• [WHAT THE TASK ASKS]: Transcribe all of the records precisely as they are presented.

• [GIVEN RECORDS]:
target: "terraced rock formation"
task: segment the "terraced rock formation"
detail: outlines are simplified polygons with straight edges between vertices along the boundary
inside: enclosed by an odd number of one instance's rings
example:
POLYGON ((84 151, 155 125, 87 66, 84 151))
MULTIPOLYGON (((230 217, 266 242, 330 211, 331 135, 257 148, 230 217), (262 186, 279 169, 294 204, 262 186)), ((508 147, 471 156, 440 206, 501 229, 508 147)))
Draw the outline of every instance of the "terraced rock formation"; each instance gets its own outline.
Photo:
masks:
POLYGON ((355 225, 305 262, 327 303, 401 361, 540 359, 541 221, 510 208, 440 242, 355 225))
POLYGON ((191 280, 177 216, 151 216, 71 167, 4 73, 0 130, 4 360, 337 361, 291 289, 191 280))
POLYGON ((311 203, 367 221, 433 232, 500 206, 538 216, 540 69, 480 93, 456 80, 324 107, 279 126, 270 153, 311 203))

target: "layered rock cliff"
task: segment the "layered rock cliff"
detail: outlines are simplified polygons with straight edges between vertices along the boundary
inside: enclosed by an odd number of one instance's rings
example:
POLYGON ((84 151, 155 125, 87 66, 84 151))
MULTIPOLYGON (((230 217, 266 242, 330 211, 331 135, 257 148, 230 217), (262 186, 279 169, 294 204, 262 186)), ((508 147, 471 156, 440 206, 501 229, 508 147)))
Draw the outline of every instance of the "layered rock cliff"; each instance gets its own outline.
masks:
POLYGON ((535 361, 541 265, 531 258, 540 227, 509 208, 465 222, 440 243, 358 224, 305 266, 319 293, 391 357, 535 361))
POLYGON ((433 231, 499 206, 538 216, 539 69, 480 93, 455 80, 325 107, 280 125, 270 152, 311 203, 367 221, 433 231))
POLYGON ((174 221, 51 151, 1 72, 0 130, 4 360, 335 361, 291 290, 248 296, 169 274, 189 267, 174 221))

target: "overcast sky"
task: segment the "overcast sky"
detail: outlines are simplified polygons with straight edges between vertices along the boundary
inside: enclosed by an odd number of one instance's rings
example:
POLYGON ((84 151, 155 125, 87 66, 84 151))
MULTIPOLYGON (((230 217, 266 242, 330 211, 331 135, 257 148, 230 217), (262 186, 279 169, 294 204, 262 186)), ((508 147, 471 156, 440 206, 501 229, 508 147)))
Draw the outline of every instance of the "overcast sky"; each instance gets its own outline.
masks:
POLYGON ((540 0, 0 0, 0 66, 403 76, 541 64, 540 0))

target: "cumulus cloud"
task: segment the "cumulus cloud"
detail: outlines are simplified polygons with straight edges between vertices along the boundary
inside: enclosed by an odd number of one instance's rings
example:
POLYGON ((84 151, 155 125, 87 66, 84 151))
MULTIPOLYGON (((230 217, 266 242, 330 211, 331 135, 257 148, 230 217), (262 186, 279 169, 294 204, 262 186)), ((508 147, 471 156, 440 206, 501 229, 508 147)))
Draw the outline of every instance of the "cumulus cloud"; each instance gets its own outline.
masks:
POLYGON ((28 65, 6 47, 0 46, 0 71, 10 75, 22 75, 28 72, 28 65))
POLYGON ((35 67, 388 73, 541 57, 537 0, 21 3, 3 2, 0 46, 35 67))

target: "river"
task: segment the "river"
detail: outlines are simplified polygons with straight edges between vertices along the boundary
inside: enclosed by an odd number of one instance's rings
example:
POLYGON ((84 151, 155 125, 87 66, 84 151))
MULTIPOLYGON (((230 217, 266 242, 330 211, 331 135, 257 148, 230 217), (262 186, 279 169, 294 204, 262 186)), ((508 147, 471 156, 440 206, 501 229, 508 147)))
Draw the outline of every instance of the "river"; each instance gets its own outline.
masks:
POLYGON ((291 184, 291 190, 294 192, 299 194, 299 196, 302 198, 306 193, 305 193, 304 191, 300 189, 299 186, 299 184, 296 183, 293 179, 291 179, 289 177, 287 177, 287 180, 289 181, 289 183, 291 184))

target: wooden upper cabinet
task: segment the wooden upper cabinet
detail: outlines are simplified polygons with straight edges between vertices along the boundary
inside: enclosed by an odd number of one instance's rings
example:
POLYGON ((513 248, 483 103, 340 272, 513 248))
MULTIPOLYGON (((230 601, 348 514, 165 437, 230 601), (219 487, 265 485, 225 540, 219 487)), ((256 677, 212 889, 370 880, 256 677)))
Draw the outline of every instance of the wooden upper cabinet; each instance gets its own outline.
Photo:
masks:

• [PROBLEM SOLUTION]:
target: "terraced rock formation"
task: segment the "terraced rock formation"
detail: outlines are simplified polygons with straight edges between vertices along the boundary
inside: enclosed by an odd number of one instance's rings
example:
POLYGON ((84 151, 155 125, 87 66, 84 151))
MULTIPOLYGON (((230 217, 266 242, 330 211, 331 135, 257 148, 230 217), (262 186, 279 169, 294 204, 262 186)), ((508 147, 471 156, 440 206, 501 229, 508 147)))
Draw the outline of every instance of the "terraced rock formation"; each instance gets its own outline.
Photo:
masks:
POLYGON ((355 225, 305 262, 327 303, 401 361, 540 359, 541 221, 510 208, 440 242, 355 225))
POLYGON ((191 280, 177 216, 151 216, 71 167, 4 73, 0 130, 4 360, 337 361, 291 289, 191 280))
POLYGON ((311 203, 367 221, 433 232, 500 206, 538 216, 540 69, 480 93, 456 80, 324 107, 279 126, 270 153, 311 203))

target: "layered rock cliff"
task: segment the "layered rock cliff"
detail: outlines are simplified polygons with straight edges between vertices along the boundary
inside: enclosed by an odd number of one instance's rings
example:
POLYGON ((84 151, 155 125, 87 66, 84 151))
MULTIPOLYGON (((230 217, 266 242, 330 211, 331 135, 257 148, 230 217), (262 186, 279 169, 294 204, 262 186)), ((508 147, 471 156, 440 206, 501 229, 508 147)))
Draw the outline of every instance of the "layered rock cliff"; each instance gets its own outline.
masks:
POLYGON ((535 361, 541 265, 531 258, 540 227, 509 208, 465 222, 440 243, 358 224, 305 266, 319 293, 391 357, 535 361))
POLYGON ((433 231, 499 206, 538 216, 539 69, 480 93, 455 80, 325 107, 280 125, 270 152, 311 203, 367 221, 433 231))
POLYGON ((174 221, 51 151, 1 72, 0 130, 4 360, 335 361, 291 290, 248 296, 169 274, 189 267, 174 221))

target: "overcast sky"
task: segment the "overcast sky"
detail: outlines are simplified polygons with straight edges between vertices along the boundary
inside: enclosed by an odd number of one instance's rings
example:
POLYGON ((84 151, 155 125, 87 66, 84 151))
MULTIPOLYGON (((230 217, 266 242, 330 211, 331 135, 257 148, 230 217), (262 186, 279 169, 294 204, 262 186)), ((508 147, 471 156, 440 206, 501 229, 508 147)))
Draw the outline of every instance of the "overcast sky"; each instance gets its own outline.
masks:
POLYGON ((540 0, 0 0, 0 66, 403 76, 541 64, 540 0))

target: "cumulus cloud"
task: segment the "cumulus cloud"
detail: outlines are simplified polygons with straight edges between vertices along the boundary
inside: enclosed by an odd number of one instance's rings
example:
POLYGON ((84 151, 155 125, 87 66, 84 151))
MULTIPOLYGON (((230 217, 266 242, 330 211, 331 135, 257 148, 230 217), (262 186, 279 169, 294 204, 262 186)), ((508 147, 471 156, 440 206, 501 229, 508 147)))
Draw the outline of every instance of the "cumulus cloud"; each instance gets its own outline.
masks:
POLYGON ((28 65, 6 47, 0 46, 0 71, 10 75, 22 75, 28 72, 28 65))
POLYGON ((35 67, 388 73, 541 57, 537 0, 21 3, 3 2, 0 46, 35 67))

target: "river"
task: segment the "river"
detail: outlines are simplified polygons with straight edges between vertices along the boundary
inside: enclosed by an odd number of one instance's rings
example:
POLYGON ((84 151, 155 125, 87 66, 84 151))
MULTIPOLYGON (((230 217, 266 242, 330 211, 331 135, 257 148, 230 217), (262 186, 279 169, 294 204, 262 186)), ((508 147, 471 156, 440 206, 501 229, 508 147)))
Draw the outline of every instance of the "river"; each instance gets its own outline.
masks:
POLYGON ((291 184, 291 190, 294 192, 299 194, 299 196, 302 198, 306 193, 305 193, 304 191, 300 189, 299 186, 299 184, 296 183, 293 179, 291 179, 289 177, 287 177, 287 180, 289 181, 289 183, 291 184))

target: wooden upper cabinet
task: segment the wooden upper cabinet
detail: outlines are simplified polygons with straight edges between vertices along the boundary
inside: enclosed by an odd number of one instance's rings
example:
POLYGON ((513 248, 483 103, 340 272, 513 248))
MULTIPOLYGON (((230 601, 348 514, 165 437, 230 601), (219 487, 265 485, 225 540, 219 487)), ((256 677, 212 889, 370 880, 256 677)))
Draw the outline of every instance of the wooden upper cabinet; each instance gets its own outline.
Photo:
masks:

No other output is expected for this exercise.